# What you will do
Could you write out the lines again, beginning at the first one and stopping after the line that has "left=6, top=204, right=25, bottom=239", with "object-detection model" changed to "vision model" and everything else unchanged? Leave the pictures out.

# Data listing

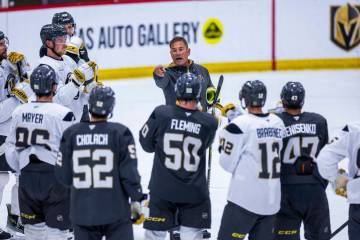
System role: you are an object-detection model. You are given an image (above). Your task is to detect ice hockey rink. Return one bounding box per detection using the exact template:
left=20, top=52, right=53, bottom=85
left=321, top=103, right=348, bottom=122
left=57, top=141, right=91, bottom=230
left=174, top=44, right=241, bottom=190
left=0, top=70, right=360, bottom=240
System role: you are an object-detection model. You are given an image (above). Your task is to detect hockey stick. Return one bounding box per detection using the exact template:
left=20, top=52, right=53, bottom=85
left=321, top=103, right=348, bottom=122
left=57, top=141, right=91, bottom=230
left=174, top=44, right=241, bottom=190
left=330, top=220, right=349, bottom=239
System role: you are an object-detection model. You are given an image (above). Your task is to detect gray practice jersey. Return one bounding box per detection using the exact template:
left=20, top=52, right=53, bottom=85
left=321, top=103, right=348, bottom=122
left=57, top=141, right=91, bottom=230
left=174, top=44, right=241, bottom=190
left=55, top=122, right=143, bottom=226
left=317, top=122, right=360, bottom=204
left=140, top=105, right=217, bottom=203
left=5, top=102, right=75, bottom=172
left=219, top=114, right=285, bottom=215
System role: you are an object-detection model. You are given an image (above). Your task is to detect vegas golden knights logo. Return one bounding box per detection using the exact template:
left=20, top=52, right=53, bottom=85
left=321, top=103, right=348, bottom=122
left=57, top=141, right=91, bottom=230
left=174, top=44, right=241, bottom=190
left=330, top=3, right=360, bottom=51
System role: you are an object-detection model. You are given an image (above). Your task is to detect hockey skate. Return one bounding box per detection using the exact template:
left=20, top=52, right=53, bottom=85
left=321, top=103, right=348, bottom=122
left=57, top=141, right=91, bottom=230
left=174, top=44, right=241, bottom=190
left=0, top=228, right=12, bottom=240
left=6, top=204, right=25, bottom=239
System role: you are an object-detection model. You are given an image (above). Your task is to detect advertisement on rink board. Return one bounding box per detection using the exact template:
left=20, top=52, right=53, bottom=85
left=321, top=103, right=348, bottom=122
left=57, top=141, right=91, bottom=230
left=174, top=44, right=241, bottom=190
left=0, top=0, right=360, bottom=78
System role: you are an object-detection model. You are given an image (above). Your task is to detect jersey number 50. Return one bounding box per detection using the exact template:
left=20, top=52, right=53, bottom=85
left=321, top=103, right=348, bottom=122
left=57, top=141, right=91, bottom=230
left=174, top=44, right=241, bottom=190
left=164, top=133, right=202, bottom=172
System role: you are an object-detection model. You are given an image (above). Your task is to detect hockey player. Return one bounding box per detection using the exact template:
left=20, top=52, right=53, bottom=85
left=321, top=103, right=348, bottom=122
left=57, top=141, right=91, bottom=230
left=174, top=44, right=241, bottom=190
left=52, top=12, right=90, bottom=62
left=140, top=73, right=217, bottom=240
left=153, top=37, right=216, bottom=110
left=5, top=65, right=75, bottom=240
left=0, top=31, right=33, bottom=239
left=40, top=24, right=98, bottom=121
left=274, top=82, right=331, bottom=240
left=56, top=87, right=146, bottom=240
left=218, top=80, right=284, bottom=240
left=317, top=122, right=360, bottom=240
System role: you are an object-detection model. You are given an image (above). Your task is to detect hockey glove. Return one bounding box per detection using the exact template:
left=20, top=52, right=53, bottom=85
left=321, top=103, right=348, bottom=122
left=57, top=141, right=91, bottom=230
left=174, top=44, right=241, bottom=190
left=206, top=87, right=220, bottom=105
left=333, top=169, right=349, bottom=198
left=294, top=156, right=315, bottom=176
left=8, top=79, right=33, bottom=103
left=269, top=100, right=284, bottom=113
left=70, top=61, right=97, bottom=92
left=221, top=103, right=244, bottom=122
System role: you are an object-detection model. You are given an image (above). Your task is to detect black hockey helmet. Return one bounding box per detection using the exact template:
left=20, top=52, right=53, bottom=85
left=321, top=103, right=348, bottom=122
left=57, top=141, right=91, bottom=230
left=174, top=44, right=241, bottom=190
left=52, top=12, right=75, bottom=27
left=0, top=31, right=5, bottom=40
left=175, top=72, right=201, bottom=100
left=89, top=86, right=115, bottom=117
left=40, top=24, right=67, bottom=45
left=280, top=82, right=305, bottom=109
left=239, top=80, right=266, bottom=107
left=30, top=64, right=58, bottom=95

# Solved problem
System role: you are an vision model. You are given an image (above). Your task is to detect ice hockey rink. Return one bounding box per detection using the exact template:
left=20, top=52, right=53, bottom=85
left=321, top=103, right=348, bottom=122
left=57, top=141, right=91, bottom=230
left=174, top=44, right=241, bottom=190
left=0, top=70, right=360, bottom=240
System role: you are an vision model. You are given an image (above). Your task is to detect hockey stick. Return one bounding box per detection using the exact template:
left=20, top=52, right=53, bottom=85
left=321, top=103, right=348, bottom=122
left=57, top=141, right=91, bottom=230
left=174, top=44, right=241, bottom=190
left=330, top=220, right=349, bottom=239
System role: you are an vision model. You are given an image (above). Your task is to detect gray practice jersey. Return one bounding box per detection using the exact template:
left=20, top=52, right=53, bottom=85
left=321, top=103, right=348, bottom=122
left=57, top=141, right=91, bottom=230
left=174, top=44, right=241, bottom=190
left=55, top=122, right=143, bottom=226
left=317, top=122, right=360, bottom=204
left=140, top=105, right=217, bottom=203
left=5, top=102, right=75, bottom=172
left=219, top=114, right=285, bottom=215
System role: you are an vision model. You are given an image (above). Your task is to detect vegas golden knights logo. Return one bounding box per detection using the exact template:
left=20, top=52, right=53, bottom=85
left=321, top=103, right=348, bottom=122
left=57, top=141, right=91, bottom=230
left=174, top=44, right=241, bottom=190
left=330, top=3, right=360, bottom=51
System role: you are an vision model. You are given an image (above). Your task is to detect hockey skate. Return one bounding box per detection using the exact template:
left=20, top=52, right=53, bottom=85
left=321, top=103, right=348, bottom=122
left=57, top=141, right=91, bottom=230
left=174, top=44, right=241, bottom=190
left=0, top=228, right=12, bottom=240
left=6, top=204, right=25, bottom=239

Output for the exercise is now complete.